Activity —
In your copy, include every record exactly and no pictures.

Saved data entries —

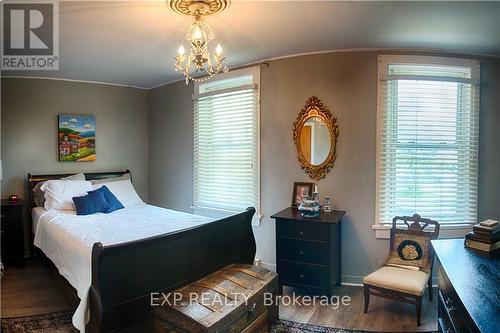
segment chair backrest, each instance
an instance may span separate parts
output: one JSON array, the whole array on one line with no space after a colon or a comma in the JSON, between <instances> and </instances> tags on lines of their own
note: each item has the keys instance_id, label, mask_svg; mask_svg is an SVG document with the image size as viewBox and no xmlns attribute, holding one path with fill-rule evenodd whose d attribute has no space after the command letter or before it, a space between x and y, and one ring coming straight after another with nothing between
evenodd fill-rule
<instances>
[{"instance_id":1,"label":"chair backrest","mask_svg":"<svg viewBox=\"0 0 500 333\"><path fill-rule=\"evenodd\" d=\"M398 226L405 225L406 228L398 228ZM429 228L428 231L425 229L427 227L433 226L434 228ZM394 238L396 231L398 234L407 234L407 235L416 235L416 236L427 236L430 239L437 239L439 236L439 222L422 218L418 214L413 214L413 216L396 216L392 219L392 227L391 227L391 242L390 249L391 251L394 249ZM432 246L429 246L429 255L430 262L428 267L423 267L424 271L430 271L432 267L432 262L434 259L434 250Z\"/></svg>"}]
</instances>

Reply —
segment chair backrest, each instance
an instance may span separate parts
output: one JSON array, the whole array on one line with no space after a colon or a comma in the JSON, between <instances> and </instances> tags on lines of their own
note: each item has the keys instance_id, label, mask_svg; mask_svg is an SVG document with the image size as viewBox and no xmlns attribute, holding one path with fill-rule evenodd whose d attribute has no space after the command letter or before it, a space between x and y, and one ring coming straight after another with nothing between
evenodd fill-rule
<instances>
[{"instance_id":1,"label":"chair backrest","mask_svg":"<svg viewBox=\"0 0 500 333\"><path fill-rule=\"evenodd\" d=\"M398 226L405 225L406 228L398 228ZM429 228L428 231L425 229L427 227L433 226L434 228ZM394 238L396 231L398 234L407 234L407 235L416 235L416 236L427 236L430 239L437 239L439 236L439 222L422 218L418 214L413 214L413 216L396 216L392 219L392 227L391 227L391 242L390 249L391 251L394 249ZM432 246L429 246L429 255L430 262L428 267L423 267L424 271L430 271L432 267L432 262L434 259L434 250Z\"/></svg>"}]
</instances>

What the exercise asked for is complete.